THE INPUT below:

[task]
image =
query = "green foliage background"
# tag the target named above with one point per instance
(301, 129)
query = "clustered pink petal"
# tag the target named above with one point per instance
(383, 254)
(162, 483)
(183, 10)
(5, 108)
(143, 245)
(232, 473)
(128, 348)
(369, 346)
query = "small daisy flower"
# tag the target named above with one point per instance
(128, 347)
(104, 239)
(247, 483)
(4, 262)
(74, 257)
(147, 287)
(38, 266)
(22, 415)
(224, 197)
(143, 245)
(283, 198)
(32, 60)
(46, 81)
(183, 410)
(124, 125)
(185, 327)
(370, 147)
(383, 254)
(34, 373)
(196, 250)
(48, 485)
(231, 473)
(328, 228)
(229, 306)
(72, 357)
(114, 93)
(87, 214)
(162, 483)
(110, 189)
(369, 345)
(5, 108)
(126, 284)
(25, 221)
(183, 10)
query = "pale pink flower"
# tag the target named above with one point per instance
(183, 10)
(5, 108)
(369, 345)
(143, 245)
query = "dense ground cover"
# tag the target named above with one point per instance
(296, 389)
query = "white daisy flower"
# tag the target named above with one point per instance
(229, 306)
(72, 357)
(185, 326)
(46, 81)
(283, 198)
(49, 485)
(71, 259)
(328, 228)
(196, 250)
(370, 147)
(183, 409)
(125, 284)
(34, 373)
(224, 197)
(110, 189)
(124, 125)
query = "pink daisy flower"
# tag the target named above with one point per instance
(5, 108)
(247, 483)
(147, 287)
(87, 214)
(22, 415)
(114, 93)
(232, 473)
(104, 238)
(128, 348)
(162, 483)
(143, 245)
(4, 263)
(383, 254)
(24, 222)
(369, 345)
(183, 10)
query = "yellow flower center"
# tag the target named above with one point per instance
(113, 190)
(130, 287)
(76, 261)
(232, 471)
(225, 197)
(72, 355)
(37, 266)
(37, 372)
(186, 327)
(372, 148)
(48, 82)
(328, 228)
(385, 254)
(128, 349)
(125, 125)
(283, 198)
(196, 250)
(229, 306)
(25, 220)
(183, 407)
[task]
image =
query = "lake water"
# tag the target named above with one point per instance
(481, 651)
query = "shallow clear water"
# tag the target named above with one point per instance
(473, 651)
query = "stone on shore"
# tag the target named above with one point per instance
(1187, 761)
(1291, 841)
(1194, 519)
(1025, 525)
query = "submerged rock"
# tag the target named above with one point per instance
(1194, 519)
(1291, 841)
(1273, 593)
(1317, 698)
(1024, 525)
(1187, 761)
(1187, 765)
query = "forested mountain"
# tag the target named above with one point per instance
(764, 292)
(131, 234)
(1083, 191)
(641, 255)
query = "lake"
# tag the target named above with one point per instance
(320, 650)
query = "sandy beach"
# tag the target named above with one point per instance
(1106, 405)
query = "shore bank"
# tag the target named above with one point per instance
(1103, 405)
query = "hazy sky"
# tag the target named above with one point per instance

End of THE INPUT.

WORK INSTRUCTIONS>
Scan the records for the word "flower" and copy every line where it is found.

YOUR SOLUTION>
query = "small daisy flower"
query = "pale pink flower"
query = "white daisy flower"
query = "pink daisy flower"
query = "yellow flower center"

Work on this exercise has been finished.